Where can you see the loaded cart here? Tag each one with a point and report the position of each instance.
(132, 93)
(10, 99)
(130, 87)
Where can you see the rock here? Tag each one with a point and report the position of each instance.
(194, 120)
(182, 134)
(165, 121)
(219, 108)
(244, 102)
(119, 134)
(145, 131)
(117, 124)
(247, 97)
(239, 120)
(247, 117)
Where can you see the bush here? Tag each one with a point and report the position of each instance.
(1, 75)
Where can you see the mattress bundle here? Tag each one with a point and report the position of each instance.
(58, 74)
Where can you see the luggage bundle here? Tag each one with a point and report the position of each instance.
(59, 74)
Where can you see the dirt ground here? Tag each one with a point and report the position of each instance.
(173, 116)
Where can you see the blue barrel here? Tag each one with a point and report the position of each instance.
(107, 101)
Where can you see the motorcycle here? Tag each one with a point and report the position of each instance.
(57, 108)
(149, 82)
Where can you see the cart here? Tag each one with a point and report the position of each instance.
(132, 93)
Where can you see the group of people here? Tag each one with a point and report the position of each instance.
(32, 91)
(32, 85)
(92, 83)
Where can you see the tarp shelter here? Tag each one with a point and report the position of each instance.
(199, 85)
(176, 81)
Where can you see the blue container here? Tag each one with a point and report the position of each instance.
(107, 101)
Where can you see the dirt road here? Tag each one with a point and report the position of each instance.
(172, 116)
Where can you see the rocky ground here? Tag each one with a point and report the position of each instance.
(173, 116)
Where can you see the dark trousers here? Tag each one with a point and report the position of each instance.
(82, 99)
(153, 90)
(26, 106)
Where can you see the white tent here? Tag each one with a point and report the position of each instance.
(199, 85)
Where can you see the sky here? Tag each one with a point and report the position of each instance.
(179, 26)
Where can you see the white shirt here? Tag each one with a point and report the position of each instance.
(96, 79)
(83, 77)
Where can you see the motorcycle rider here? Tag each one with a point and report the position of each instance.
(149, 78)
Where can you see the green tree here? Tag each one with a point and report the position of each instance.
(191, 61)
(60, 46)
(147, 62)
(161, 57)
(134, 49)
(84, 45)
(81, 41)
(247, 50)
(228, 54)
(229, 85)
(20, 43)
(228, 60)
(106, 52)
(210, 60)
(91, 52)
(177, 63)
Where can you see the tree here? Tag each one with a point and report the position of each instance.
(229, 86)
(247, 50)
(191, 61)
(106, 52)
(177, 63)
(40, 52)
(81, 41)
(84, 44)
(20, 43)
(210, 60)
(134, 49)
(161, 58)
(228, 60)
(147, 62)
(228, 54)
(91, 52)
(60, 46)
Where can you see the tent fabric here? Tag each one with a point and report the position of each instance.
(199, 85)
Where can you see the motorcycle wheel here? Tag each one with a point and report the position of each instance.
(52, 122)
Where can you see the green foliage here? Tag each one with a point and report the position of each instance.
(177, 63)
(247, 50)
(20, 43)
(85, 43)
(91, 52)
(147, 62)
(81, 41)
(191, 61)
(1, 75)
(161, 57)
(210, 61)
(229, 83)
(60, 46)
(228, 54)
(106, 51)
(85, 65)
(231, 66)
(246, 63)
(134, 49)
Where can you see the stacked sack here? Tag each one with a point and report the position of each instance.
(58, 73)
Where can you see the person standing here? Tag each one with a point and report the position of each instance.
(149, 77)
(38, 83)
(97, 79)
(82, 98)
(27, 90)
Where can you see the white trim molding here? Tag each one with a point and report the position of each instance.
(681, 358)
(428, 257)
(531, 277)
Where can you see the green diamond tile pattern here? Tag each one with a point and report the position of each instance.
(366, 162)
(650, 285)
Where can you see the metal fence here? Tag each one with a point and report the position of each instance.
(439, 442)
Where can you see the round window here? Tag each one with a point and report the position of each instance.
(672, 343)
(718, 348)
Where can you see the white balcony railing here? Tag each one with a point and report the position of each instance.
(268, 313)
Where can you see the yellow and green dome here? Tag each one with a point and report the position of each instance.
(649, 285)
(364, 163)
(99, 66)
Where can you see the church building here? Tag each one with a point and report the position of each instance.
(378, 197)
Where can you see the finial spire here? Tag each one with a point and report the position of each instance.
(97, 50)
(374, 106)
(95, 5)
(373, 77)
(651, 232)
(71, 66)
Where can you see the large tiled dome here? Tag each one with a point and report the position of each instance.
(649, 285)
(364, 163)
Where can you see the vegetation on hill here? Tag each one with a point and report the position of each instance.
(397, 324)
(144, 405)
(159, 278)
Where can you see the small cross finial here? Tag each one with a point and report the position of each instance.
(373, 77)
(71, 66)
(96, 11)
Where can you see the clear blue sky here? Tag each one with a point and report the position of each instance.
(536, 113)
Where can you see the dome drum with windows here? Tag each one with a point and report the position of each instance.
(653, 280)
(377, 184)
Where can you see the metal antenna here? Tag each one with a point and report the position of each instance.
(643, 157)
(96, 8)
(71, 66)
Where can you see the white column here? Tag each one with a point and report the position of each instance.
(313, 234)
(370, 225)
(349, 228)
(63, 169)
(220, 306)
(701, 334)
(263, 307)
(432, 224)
****************************************
▸ **Task details**: Quote every line of the data, word for word.

▸ **Task result**:
Where can you see the loaded cart here? Tag each one with a point and report the position of each instance.
(132, 93)
(10, 99)
(130, 87)
Where can you see the rock here? Tag each one with a point and report the position of each instance.
(194, 120)
(182, 134)
(165, 121)
(219, 108)
(244, 102)
(119, 134)
(145, 131)
(117, 124)
(247, 97)
(239, 120)
(247, 117)
Where can you see the bush here? Tag each one with a point and report the position of each instance.
(1, 75)
Where can you see the mattress bundle here? Tag each one with a point and report the position of each instance.
(58, 74)
Where can you see the luggage bundle here? Tag each one with a point and report the position of each instance.
(59, 74)
Where can you see the dirt ground here? Tag each one with a point and report the position of each instance.
(173, 116)
Where can you see the blue barrel here? Tag each one with a point and report the position of each instance.
(107, 101)
Where can you see the motorcycle here? Tag each one with a point and report the position of each instance.
(57, 108)
(149, 82)
Where can you see the cart here? Tag each one with a point and report the position of each instance.
(132, 93)
Where can you see the group of people here? Tag each one with a point and report the position of each instance.
(32, 91)
(32, 85)
(92, 83)
Where can you see the tarp shelter here? Tag each one with a point and report the position of each instance.
(199, 85)
(176, 81)
Where can you see the blue container here? Tag each one with a point and report the position of each instance.
(107, 101)
Where can you see the dirt road here? Tag each one with a point and report the position of each instance.
(172, 116)
Where can you see the rocky ground here? Tag each one with a point and report the position of each instance.
(173, 116)
Where can you see the dark trousers here? Tag each one with a point and report the position of each instance.
(82, 99)
(153, 90)
(26, 106)
Where can you see the white tent here? Tag each one with a point and report the position of each instance.
(199, 85)
Where can you see the sky here? Tag each one with a point and report the position of each instance.
(179, 26)
Where can you see the white shirt here? Tag each one with a point and report the position of each instance.
(96, 79)
(83, 77)
Where can you see the motorcycle rider here? Tag each one with a point and report the position of each instance.
(149, 78)
Where can you see the green tree here? Tag each one with a point and report the position of each instance.
(191, 61)
(60, 46)
(147, 62)
(161, 57)
(134, 49)
(84, 45)
(81, 41)
(247, 50)
(228, 54)
(229, 85)
(20, 43)
(228, 60)
(106, 52)
(210, 60)
(91, 52)
(177, 63)
Where can you see the tree here? Tag each one with a point and report the position of each instance.
(229, 86)
(247, 50)
(191, 61)
(106, 52)
(177, 63)
(40, 52)
(81, 41)
(84, 44)
(20, 43)
(210, 60)
(134, 49)
(161, 58)
(228, 60)
(147, 62)
(228, 54)
(91, 52)
(60, 46)
Where can you see the tent fabric here? Tag each one with a point and report the position of each instance.
(199, 85)
Where can you see the motorcycle wheel here? Tag each one with a point and report the position of each instance.
(52, 122)
Where can you see the green foliage here? Tag each one with a point and report the position of each instance.
(177, 63)
(247, 50)
(20, 43)
(85, 43)
(91, 52)
(147, 62)
(81, 41)
(191, 61)
(1, 75)
(161, 57)
(210, 61)
(229, 83)
(60, 46)
(228, 54)
(106, 51)
(85, 65)
(231, 66)
(246, 63)
(134, 49)
Where can you see the stacked sack here? Tag each one with a point and report the position of each instance.
(58, 73)
Where can you see the person standing here? Tag each one with a point and report the position of each instance.
(149, 77)
(38, 83)
(97, 79)
(82, 98)
(27, 90)
Where can you see the white trim molding here? Tag each one with a point and report the position of each instance.
(681, 358)
(428, 257)
(531, 277)
Where can you see the green diamond tile pattern here? Tag each one with a point and report the position of each instance.
(366, 162)
(650, 285)
Where can you see the metal fence here? Tag each one with a point and report the position of each instance.
(439, 442)
Where can you see the round window here? Tag each one with a point and report the position of each instance.
(672, 343)
(718, 348)
Where can you see the white balcony railing here? Tag each one with a point and report the position of each instance.
(268, 313)
Where can you see the yellow and green dome here? Tag each one with a point and report the position of each instance.
(649, 285)
(364, 163)
(99, 66)
Where can you see the church building here? Tag each one with a point and report the position of each instance.
(378, 197)
Where can you see the finial spire here? Tag each one with a point and report the position of each instance.
(97, 50)
(374, 106)
(95, 5)
(373, 77)
(651, 232)
(71, 66)
Where can you see the large tiled dome here? Tag each one with a point and report the position of each instance.
(649, 285)
(364, 163)
Where can you see the vegetation on hill here? Tag each one with a point and report the position of each instance.
(397, 324)
(144, 405)
(159, 278)
Where can you see the small cross finial here? Tag each one with a point and report the position of each instance.
(373, 77)
(71, 66)
(96, 11)
Where can you see the clear blue sky here? Tag each one with a point and report the position of each instance.
(536, 113)
Where can you see the dome drum with windows here? Tag each one with a point and report the position of each instance.
(653, 280)
(377, 184)
Where can you see the metal antenna here? Tag each one with a point and report the position of each instance.
(643, 157)
(96, 8)
(71, 66)
Where can you see the white column here? Tag each one with a point and report the position of each instance.
(313, 234)
(370, 225)
(349, 228)
(63, 169)
(220, 306)
(701, 334)
(263, 307)
(432, 224)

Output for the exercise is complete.